§ **STATED TASK**
Copy out, unchanged, the entries below from the "Practice step: find the bird's head" line to the final line. Omit pictures.

EXCERPTED RECORDS start

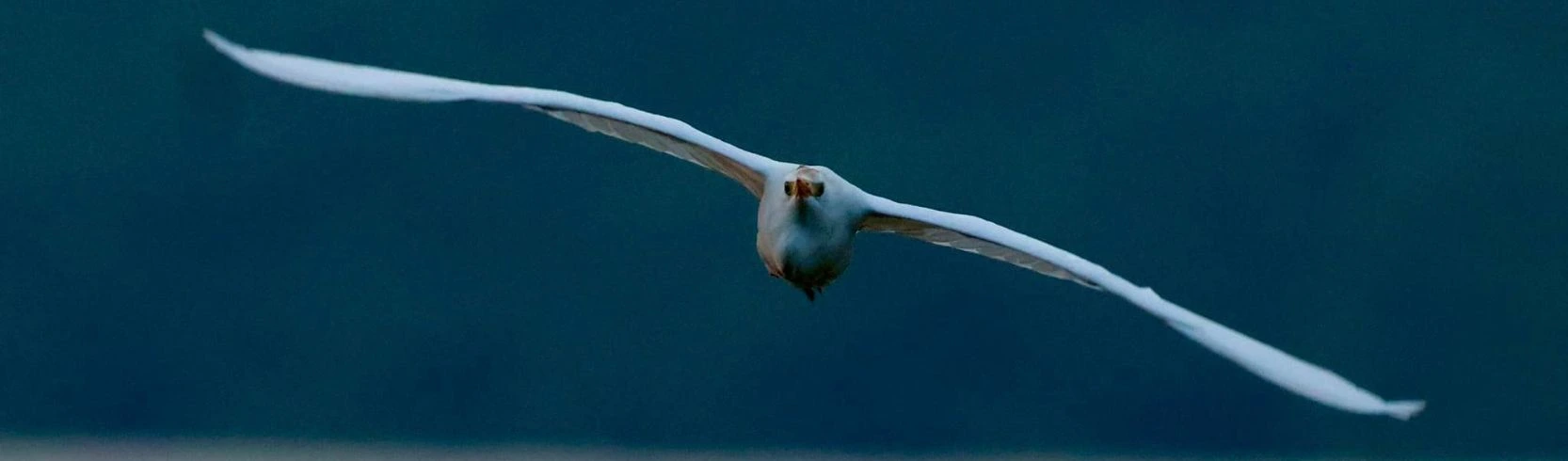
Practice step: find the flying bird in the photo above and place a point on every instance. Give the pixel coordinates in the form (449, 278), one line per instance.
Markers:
(808, 215)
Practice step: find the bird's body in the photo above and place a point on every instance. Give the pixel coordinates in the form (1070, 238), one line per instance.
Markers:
(808, 215)
(808, 240)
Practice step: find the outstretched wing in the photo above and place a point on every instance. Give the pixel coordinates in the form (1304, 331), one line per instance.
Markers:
(656, 132)
(984, 237)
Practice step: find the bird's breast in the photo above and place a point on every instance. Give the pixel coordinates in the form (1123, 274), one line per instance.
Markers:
(803, 251)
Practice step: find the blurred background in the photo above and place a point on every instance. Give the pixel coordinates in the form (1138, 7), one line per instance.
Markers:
(193, 253)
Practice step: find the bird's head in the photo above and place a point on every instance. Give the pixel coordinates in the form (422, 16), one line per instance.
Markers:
(805, 183)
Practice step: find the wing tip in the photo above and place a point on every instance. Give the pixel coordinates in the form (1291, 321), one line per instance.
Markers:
(1403, 409)
(218, 41)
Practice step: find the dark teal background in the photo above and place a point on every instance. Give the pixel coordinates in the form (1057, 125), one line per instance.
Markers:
(190, 249)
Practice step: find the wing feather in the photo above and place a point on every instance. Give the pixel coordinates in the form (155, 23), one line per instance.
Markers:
(984, 237)
(651, 131)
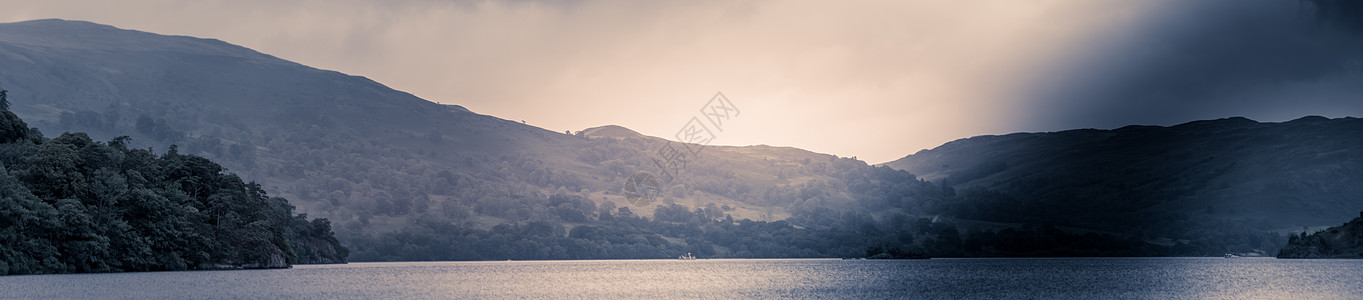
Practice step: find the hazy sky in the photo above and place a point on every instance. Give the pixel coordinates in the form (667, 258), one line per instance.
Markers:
(874, 79)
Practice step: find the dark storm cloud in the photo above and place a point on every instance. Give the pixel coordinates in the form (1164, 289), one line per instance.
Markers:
(1269, 60)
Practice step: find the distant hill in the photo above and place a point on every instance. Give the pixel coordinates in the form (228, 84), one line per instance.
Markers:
(406, 179)
(1336, 242)
(380, 162)
(1160, 182)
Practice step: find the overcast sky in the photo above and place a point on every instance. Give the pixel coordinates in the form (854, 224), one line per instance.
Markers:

EXCERPTED RECORDS end

§ **SOLVED EXERCISE**
Practice step: find the bird's head in the photo above and place a point on every instance. Give the pixel coordinates in the form (422, 16), one line per instance.
Markers:
(805, 183)
Practice step: find the wing tip in the photo above and place a point on every instance. Give the pixel coordinates in the form (1291, 321), one line per instance.
Markers:
(1403, 409)
(218, 41)
Practice step: find the dark teal background in the photo above and place a point on every instance. Give the pixel coordinates in the form (1057, 125), one line per instance.
Markers:
(190, 249)
Practice step: find the wing feather in the photo above and place a point on every instance. Give the pixel coordinates in the form (155, 23), one line per instance.
Markers:
(984, 237)
(651, 131)
Practice step: find the hazy sky in the photo above and place a point on every instance. Give the pixel coordinates in the form (667, 258), one line per instance.
Markers:
(874, 79)
Practice step: find the dark storm cloud in the photo above and place a point on every instance. Give the pixel coordinates in the form (1164, 289), one line per instance.
Markers:
(1269, 60)
Practice step: find the distant hill in the photo above and place a point on every instance. Give the pixel coordinates in the form (228, 84), one line per instance.
Markers:
(406, 179)
(1336, 242)
(380, 162)
(1160, 182)
Practice step: find the overcast sky in the photo above and place a point on every instance. Give the pixel coordinates in the form (854, 224), one line per instance.
Markers:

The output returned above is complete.